— Excerpts of pointing data —
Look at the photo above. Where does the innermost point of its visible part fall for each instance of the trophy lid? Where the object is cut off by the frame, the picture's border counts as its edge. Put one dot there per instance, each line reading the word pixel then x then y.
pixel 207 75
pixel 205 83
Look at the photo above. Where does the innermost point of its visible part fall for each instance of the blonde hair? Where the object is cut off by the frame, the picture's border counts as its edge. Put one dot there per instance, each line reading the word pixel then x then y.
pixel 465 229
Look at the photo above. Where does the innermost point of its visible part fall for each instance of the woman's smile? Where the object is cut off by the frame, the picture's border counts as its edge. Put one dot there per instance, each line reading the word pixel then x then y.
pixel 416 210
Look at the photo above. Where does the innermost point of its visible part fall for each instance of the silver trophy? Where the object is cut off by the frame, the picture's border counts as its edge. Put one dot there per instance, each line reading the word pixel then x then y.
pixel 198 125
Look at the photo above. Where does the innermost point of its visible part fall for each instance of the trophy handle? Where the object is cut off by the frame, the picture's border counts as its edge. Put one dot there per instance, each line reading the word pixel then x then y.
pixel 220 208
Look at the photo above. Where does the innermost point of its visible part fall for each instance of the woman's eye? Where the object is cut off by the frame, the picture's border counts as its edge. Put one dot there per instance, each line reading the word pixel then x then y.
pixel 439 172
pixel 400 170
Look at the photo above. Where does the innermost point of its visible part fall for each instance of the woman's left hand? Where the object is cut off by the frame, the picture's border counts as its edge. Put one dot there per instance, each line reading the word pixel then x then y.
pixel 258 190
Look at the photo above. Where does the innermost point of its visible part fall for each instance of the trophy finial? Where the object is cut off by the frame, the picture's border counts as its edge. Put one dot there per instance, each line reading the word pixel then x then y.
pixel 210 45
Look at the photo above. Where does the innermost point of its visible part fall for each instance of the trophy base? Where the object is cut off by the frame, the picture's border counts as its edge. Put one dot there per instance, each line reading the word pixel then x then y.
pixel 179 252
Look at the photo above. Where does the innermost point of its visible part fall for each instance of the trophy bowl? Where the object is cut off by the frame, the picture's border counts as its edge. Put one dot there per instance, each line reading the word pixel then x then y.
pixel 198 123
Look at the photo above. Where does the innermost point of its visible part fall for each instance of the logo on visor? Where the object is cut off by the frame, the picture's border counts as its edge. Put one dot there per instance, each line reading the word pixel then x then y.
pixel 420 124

— Written exercise —
In the lines starting at the one containing "of the silver" and ending at the one containing "pixel 198 125", change "silver" to "gold". Return only those lines, with everything else unchanged.

— Solution to this exercise —
Look at the photo above. Where does the innermost point of its visible part fall for each instance of the gold trophy? Where the object is cut off by the frame, the picture's border counts as its edge. Put one dot there per instance, each line reading the word pixel then x then y.
pixel 198 125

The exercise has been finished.